WHAT TO DO:
An exact retyping of all lines below is the answer; pictures do not belong in it.

Image-grounded pointing data
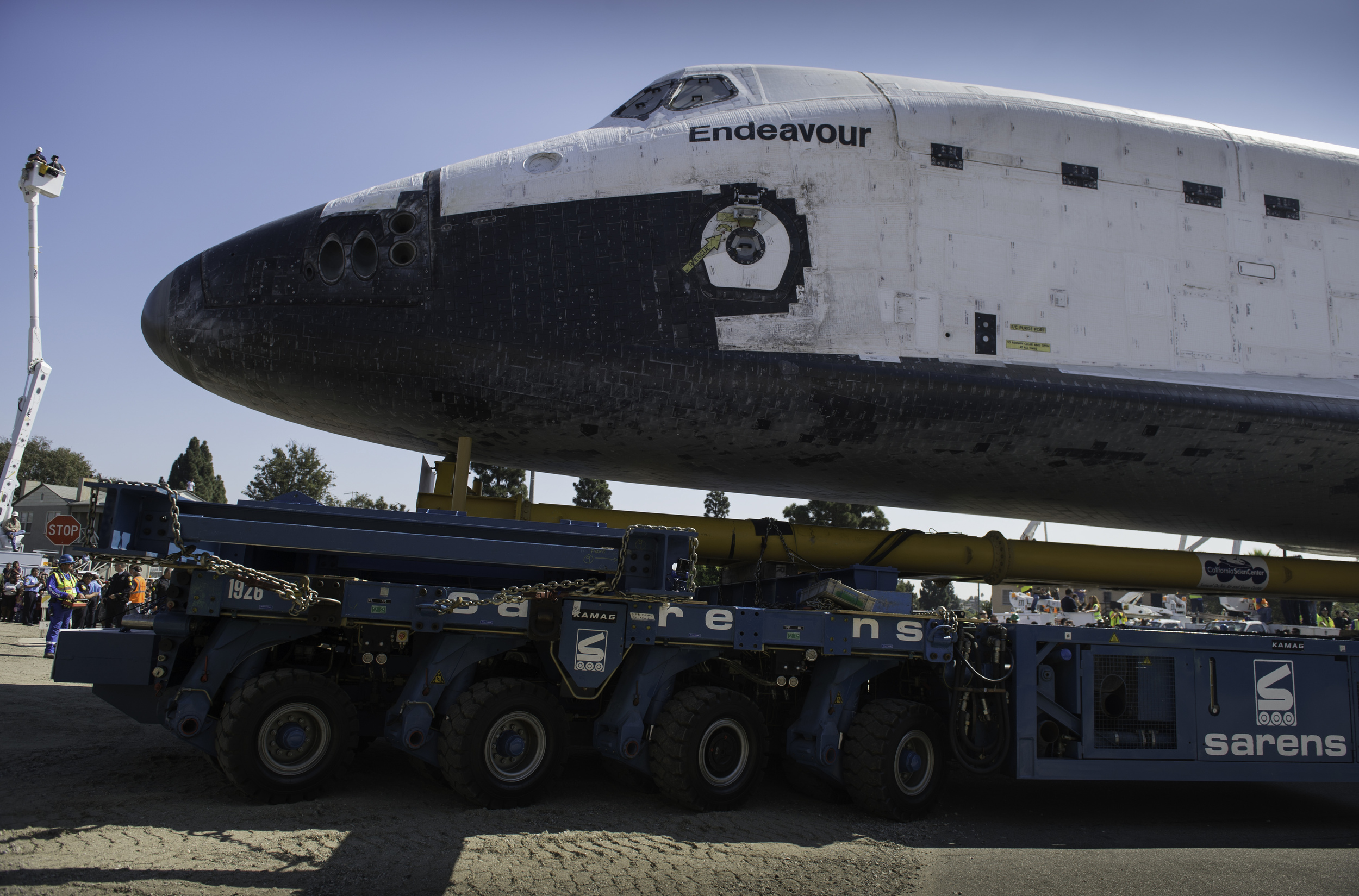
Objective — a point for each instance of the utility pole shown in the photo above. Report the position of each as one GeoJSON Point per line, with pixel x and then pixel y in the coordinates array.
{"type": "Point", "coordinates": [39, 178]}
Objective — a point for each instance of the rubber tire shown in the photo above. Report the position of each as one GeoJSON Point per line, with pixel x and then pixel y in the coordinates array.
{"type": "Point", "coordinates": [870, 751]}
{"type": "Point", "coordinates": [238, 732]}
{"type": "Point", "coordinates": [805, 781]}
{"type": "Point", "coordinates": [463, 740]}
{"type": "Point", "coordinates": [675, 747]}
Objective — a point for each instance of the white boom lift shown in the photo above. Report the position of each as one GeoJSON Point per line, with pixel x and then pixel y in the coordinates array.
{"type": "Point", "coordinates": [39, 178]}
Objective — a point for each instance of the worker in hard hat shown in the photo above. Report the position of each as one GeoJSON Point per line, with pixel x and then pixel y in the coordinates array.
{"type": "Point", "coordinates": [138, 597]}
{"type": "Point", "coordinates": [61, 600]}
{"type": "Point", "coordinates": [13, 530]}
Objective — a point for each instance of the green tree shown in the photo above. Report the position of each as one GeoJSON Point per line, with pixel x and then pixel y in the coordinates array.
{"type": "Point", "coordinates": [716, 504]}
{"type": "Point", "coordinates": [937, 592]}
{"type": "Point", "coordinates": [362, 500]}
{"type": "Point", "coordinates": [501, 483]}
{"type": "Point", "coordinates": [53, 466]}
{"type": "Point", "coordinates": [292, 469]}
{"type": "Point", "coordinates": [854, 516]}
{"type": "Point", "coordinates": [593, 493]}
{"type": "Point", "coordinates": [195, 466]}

ANSWER BOX:
Objective — a point for each instance of the utility pole shown in the photo above. Report the position of each as one GeoJSON Point per line, with pixel x and then pixel y in the coordinates array.
{"type": "Point", "coordinates": [39, 178]}
Objective — a point for each instance of the rubber tire shown in the photo above. Report the position of each as one GeoJSON Point per line, with pixel x and then pixel y in the coordinates array.
{"type": "Point", "coordinates": [870, 751]}
{"type": "Point", "coordinates": [238, 732]}
{"type": "Point", "coordinates": [805, 781]}
{"type": "Point", "coordinates": [463, 740]}
{"type": "Point", "coordinates": [675, 747]}
Objective — a point for each instance of the white boom lift shown in the photo above. Report the position of each as one GeoJSON Point per line, with pixel x and then pixel y in the coordinates array.
{"type": "Point", "coordinates": [39, 178]}
Objective — a point for each instance of the worker in hard hat shown in the photo above. Report the position of each as one GeoJSON Point per line, with pixel x and then pixel y in the coordinates array.
{"type": "Point", "coordinates": [138, 597]}
{"type": "Point", "coordinates": [61, 600]}
{"type": "Point", "coordinates": [13, 530]}
Objective — a point for each instance of the green tree shown in the photo above. Report the position of each as one GeoJSON Point per line, with pixel x and then pixel y in the coordinates array.
{"type": "Point", "coordinates": [716, 504]}
{"type": "Point", "coordinates": [937, 592]}
{"type": "Point", "coordinates": [362, 500]}
{"type": "Point", "coordinates": [501, 483]}
{"type": "Point", "coordinates": [53, 466]}
{"type": "Point", "coordinates": [292, 469]}
{"type": "Point", "coordinates": [854, 516]}
{"type": "Point", "coordinates": [593, 493]}
{"type": "Point", "coordinates": [195, 466]}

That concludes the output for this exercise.